## [Your objective]
Output exactly what appears from the line containing "I bet you can't find the dark metal" to the end of the data below, and nothing more.

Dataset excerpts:

☆ ☆ ☆ ☆ ☆

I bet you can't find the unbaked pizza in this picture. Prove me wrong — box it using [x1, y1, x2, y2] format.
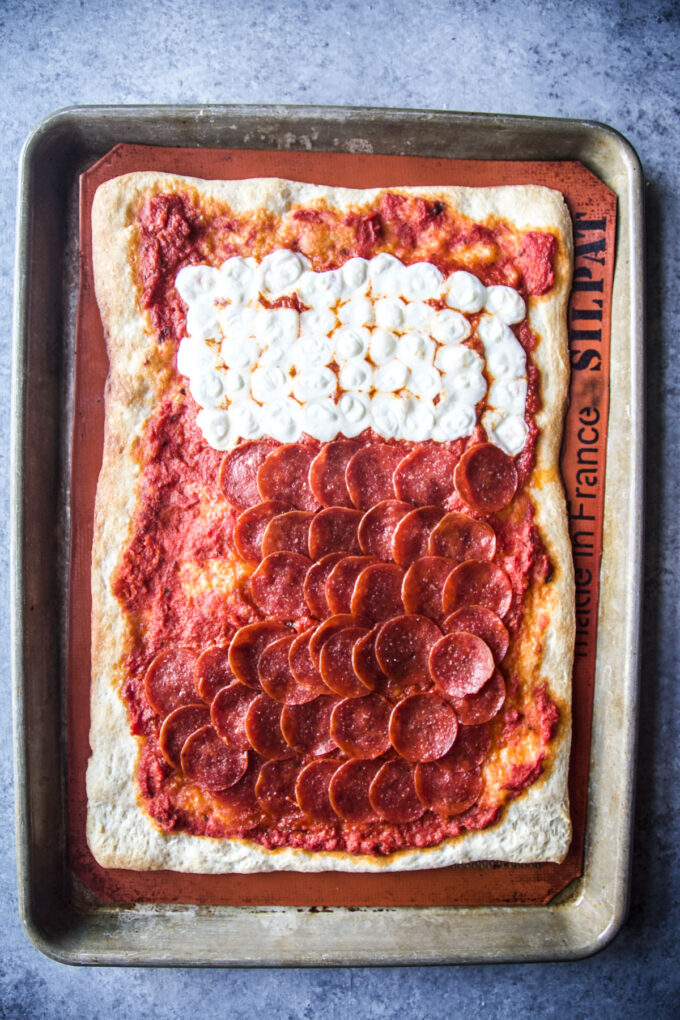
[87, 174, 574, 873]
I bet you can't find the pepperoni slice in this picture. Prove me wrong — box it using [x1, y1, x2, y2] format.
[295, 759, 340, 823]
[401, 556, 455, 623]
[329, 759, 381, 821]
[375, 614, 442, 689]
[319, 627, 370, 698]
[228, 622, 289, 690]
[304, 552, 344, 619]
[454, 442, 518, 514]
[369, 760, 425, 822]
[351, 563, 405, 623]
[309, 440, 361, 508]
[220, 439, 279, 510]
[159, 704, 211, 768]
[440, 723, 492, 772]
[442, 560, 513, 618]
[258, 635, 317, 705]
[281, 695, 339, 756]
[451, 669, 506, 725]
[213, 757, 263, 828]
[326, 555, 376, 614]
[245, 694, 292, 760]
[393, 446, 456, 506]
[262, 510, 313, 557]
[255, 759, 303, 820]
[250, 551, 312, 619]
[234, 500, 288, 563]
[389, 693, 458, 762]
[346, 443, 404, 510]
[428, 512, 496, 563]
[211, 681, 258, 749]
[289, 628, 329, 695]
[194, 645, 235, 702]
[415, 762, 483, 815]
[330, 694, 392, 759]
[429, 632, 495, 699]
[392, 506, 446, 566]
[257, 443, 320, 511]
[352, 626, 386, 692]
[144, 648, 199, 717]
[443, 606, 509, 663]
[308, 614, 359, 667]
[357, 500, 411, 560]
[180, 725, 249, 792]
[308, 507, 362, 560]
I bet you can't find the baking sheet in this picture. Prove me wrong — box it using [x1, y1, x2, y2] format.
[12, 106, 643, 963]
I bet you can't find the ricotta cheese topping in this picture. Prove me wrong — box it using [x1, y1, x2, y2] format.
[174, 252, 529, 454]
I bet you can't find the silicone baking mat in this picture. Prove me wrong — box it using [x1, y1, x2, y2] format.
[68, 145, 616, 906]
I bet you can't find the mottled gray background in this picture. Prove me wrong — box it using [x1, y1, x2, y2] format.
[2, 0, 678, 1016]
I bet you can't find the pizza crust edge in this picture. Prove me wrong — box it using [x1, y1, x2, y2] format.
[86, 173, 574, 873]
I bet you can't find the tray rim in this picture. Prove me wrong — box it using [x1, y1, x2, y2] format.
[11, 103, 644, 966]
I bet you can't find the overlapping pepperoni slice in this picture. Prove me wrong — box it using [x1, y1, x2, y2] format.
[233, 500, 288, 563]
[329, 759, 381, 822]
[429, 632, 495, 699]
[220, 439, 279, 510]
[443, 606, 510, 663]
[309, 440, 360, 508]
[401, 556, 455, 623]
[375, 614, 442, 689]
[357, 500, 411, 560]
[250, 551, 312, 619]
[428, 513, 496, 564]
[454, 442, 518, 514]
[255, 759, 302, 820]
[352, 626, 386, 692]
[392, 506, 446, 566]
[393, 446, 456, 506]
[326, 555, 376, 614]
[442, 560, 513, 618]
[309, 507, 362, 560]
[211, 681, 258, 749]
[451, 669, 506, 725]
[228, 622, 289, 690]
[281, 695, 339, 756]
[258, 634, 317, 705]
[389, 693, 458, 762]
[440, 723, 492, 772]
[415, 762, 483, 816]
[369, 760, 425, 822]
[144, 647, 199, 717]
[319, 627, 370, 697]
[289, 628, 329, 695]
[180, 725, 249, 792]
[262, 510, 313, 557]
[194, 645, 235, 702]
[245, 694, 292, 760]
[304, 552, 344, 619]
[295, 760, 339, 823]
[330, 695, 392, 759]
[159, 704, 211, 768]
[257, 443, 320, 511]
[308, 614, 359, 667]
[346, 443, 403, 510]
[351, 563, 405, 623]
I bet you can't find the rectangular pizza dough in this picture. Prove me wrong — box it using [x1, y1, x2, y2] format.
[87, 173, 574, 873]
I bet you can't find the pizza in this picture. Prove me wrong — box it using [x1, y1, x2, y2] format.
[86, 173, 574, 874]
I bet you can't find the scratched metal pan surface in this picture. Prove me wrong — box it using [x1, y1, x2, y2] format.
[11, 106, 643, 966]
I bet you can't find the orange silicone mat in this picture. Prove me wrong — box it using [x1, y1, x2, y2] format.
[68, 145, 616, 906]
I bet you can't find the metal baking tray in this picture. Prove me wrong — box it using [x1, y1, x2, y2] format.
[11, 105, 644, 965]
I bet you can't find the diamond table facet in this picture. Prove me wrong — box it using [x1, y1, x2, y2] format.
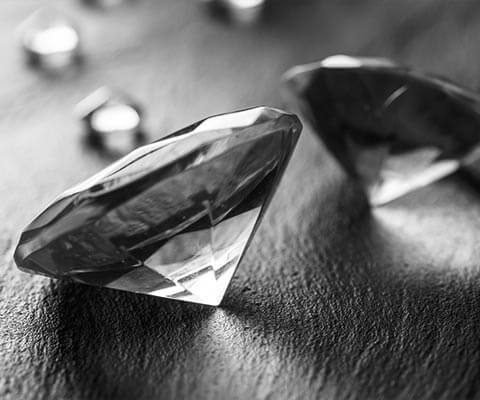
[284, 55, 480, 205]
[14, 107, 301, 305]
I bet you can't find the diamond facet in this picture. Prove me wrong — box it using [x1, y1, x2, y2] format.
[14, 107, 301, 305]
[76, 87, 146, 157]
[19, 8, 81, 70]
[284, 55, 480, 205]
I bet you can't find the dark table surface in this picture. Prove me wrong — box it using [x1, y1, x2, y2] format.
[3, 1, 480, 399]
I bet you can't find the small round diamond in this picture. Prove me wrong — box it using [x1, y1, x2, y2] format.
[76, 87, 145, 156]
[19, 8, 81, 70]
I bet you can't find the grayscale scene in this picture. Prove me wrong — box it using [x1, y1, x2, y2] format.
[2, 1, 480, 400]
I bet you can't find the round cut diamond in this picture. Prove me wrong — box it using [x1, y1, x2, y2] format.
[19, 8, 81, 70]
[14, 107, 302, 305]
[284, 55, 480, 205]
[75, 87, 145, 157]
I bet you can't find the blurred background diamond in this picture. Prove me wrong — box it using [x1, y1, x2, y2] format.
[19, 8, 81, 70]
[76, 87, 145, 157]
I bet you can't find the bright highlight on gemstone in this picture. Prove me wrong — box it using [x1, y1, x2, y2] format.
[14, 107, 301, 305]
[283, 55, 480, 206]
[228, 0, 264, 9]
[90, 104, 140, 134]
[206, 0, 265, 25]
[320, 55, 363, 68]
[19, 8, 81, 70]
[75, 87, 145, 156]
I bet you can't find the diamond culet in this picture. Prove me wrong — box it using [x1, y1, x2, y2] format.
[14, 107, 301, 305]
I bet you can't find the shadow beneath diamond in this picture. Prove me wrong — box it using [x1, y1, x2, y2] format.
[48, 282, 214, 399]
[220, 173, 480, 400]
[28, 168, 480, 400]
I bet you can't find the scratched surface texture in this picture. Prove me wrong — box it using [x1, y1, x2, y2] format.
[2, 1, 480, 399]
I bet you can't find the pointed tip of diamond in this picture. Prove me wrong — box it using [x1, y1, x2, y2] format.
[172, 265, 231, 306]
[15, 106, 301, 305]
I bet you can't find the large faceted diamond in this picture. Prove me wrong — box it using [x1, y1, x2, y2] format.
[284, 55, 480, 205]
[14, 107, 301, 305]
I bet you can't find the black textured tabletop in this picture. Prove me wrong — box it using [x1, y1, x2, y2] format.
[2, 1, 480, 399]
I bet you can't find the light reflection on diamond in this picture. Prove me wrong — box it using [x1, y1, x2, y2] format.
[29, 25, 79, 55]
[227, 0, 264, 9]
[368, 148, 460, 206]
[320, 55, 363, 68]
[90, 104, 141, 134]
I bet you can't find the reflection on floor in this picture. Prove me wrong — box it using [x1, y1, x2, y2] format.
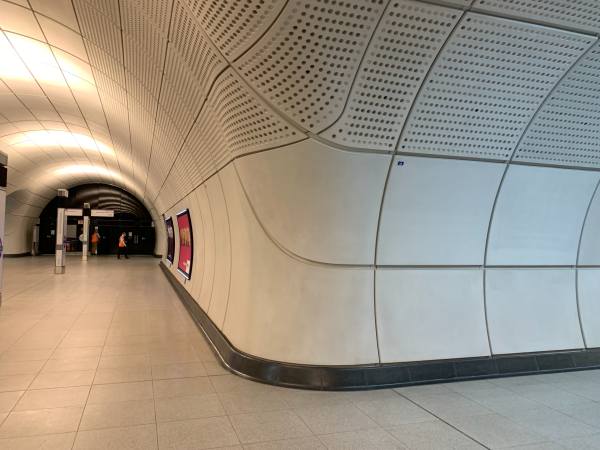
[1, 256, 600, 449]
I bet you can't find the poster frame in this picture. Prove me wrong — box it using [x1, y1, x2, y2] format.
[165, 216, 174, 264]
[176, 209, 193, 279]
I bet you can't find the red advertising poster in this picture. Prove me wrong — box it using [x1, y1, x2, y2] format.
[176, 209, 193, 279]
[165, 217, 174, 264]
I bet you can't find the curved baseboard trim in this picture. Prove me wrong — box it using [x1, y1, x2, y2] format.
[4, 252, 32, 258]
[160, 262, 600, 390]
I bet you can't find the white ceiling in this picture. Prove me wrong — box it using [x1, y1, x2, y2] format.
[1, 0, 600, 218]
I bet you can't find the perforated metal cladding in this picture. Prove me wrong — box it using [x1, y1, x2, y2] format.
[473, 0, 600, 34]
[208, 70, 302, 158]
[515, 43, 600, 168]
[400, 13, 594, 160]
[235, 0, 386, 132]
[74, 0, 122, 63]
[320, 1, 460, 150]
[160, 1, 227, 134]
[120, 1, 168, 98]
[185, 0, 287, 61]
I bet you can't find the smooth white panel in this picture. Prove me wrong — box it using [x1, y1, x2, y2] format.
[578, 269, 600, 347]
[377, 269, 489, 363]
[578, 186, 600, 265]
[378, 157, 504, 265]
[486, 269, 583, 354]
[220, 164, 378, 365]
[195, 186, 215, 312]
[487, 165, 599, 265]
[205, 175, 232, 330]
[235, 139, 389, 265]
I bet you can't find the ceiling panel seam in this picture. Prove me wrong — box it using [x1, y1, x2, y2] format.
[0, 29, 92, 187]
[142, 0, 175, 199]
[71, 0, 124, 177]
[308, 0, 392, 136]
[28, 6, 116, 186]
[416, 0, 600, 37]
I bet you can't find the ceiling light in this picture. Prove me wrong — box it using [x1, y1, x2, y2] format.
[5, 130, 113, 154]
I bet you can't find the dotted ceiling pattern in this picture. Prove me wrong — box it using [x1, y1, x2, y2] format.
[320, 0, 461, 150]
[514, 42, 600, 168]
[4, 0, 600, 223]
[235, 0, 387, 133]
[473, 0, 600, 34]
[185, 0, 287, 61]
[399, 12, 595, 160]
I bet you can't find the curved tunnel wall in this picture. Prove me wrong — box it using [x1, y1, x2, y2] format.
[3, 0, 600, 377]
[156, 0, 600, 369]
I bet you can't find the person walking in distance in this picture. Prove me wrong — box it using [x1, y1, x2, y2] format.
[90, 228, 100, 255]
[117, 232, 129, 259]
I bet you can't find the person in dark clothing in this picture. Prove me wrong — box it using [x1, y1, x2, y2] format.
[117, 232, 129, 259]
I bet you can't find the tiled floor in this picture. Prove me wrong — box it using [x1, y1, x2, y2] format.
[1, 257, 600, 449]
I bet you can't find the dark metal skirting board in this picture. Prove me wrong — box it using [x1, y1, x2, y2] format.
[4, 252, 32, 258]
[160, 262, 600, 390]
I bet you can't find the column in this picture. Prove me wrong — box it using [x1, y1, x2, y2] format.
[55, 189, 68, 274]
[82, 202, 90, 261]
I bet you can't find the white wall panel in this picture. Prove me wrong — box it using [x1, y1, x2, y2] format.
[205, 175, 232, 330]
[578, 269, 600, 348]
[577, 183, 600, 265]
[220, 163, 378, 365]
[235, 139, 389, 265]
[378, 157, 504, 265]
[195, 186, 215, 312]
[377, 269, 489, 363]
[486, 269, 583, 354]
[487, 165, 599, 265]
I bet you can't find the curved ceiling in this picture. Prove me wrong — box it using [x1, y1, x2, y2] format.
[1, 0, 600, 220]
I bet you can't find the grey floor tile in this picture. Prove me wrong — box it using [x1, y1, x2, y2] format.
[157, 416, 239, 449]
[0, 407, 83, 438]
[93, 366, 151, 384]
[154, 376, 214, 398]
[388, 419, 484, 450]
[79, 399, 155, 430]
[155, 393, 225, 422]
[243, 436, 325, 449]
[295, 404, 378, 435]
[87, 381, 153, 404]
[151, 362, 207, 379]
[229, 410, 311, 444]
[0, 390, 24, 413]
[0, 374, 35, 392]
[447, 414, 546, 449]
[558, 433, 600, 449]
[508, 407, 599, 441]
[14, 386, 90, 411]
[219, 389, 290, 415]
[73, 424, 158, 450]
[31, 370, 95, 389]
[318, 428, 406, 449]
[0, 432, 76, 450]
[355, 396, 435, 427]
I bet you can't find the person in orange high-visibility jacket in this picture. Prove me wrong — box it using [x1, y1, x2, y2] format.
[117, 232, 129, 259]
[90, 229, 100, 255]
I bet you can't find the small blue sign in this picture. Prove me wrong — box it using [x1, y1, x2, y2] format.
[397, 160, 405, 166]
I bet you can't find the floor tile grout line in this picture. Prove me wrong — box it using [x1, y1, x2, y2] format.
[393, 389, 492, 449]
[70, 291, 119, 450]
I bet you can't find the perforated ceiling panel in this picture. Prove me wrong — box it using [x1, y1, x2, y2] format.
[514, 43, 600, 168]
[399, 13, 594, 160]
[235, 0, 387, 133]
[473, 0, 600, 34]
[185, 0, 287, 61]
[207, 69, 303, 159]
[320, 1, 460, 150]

☆ ☆ ☆ ☆ ☆

## [Solved problem]
I bet you can't find the dark metal skirting board in this picture. Prove me wrong — box it using [x1, y1, x2, y2] format.
[4, 252, 32, 258]
[160, 262, 600, 390]
I bet you can't find the column in this picture. Prove me wrong — box it using [x1, y1, x2, y2] format.
[55, 189, 68, 274]
[82, 202, 90, 261]
I bet you can't find the white wall panel in this picture. Prove me wrong — box it using [x1, y1, x2, y2] format.
[205, 175, 232, 330]
[578, 269, 600, 348]
[577, 183, 600, 265]
[220, 163, 378, 365]
[235, 139, 389, 265]
[378, 157, 504, 265]
[195, 186, 215, 312]
[377, 269, 489, 363]
[486, 269, 583, 354]
[487, 165, 599, 265]
I bet you can't find the curved ceiling in this picture. Prove me wrong — box it using [x1, y1, x2, y2] format.
[1, 0, 600, 220]
I bet you can't find the grey floor tile in this picture. Prove me wrong — box it using [x1, y1, x2, y2] format.
[157, 416, 239, 449]
[0, 407, 83, 438]
[93, 366, 151, 384]
[154, 376, 214, 398]
[388, 419, 484, 450]
[79, 399, 155, 430]
[155, 393, 225, 422]
[243, 436, 325, 449]
[295, 404, 378, 435]
[87, 381, 153, 404]
[151, 362, 207, 379]
[229, 410, 311, 444]
[0, 390, 24, 413]
[0, 374, 35, 392]
[447, 414, 546, 449]
[558, 433, 600, 449]
[508, 407, 599, 441]
[14, 386, 90, 411]
[219, 389, 290, 415]
[73, 424, 158, 450]
[31, 370, 95, 389]
[318, 428, 406, 449]
[0, 432, 76, 450]
[355, 396, 435, 427]
I bet you can't find the person in orange high-visibility jacket in this picture. Prove me wrong — box it using [x1, y1, x2, y2] format.
[117, 232, 129, 259]
[90, 229, 100, 255]
I bet you can't find the small blue sign in this picture. Prove me wrong — box it using [x1, y1, x2, y2] format.
[397, 160, 405, 166]
I bet you can't find the floor tile grout line in this picture. Prove me wrong — box it using [x1, y1, x2, y2] format.
[393, 389, 492, 449]
[70, 291, 119, 450]
I bet you can't find the perforated ceiling panel in this picture. Prove me wrong — box it using [x1, y1, x2, y2] format.
[514, 43, 600, 168]
[399, 13, 594, 160]
[235, 0, 387, 133]
[473, 0, 600, 34]
[185, 0, 287, 61]
[207, 69, 303, 159]
[320, 1, 460, 150]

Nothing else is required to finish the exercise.